__Material provided__

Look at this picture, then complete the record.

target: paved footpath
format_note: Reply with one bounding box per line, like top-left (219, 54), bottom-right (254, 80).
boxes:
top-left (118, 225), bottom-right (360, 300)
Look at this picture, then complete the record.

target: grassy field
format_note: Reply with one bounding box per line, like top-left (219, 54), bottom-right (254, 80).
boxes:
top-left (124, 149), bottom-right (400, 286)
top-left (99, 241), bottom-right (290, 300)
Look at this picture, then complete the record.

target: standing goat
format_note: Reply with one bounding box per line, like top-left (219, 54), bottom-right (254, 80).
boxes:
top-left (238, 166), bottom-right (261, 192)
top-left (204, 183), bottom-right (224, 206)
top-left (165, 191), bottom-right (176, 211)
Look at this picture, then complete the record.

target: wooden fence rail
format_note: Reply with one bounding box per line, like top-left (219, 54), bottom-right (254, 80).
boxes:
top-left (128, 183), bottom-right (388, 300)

__What the task asks__
Reproduce all of the records above line for line, with no changes to any wording, number, or punctuation.

__Task output__
Look at this picture, then complete the record.

target: paved footpath
format_note: Reply with one bounding box per line, like top-left (219, 54), bottom-right (254, 80).
boxes:
top-left (118, 225), bottom-right (360, 300)
Look at this picture, then complete the record.

target: grassy field
format_note: Reply with one bounding box per line, like top-left (219, 54), bottom-right (254, 80).
boxes:
top-left (124, 149), bottom-right (400, 286)
top-left (99, 241), bottom-right (290, 300)
Look at this picture, then complete the record.

target: standing goat
format_note: Reply with one bounding box per line, like top-left (219, 54), bottom-right (254, 80).
boxes:
top-left (238, 166), bottom-right (261, 192)
top-left (204, 183), bottom-right (224, 206)
top-left (165, 191), bottom-right (176, 211)
Look at this picture, then complete the record.

target: wooden fence rail
format_note: Reply with one bounding box per line, like top-left (219, 54), bottom-right (254, 80).
boxes:
top-left (128, 183), bottom-right (388, 300)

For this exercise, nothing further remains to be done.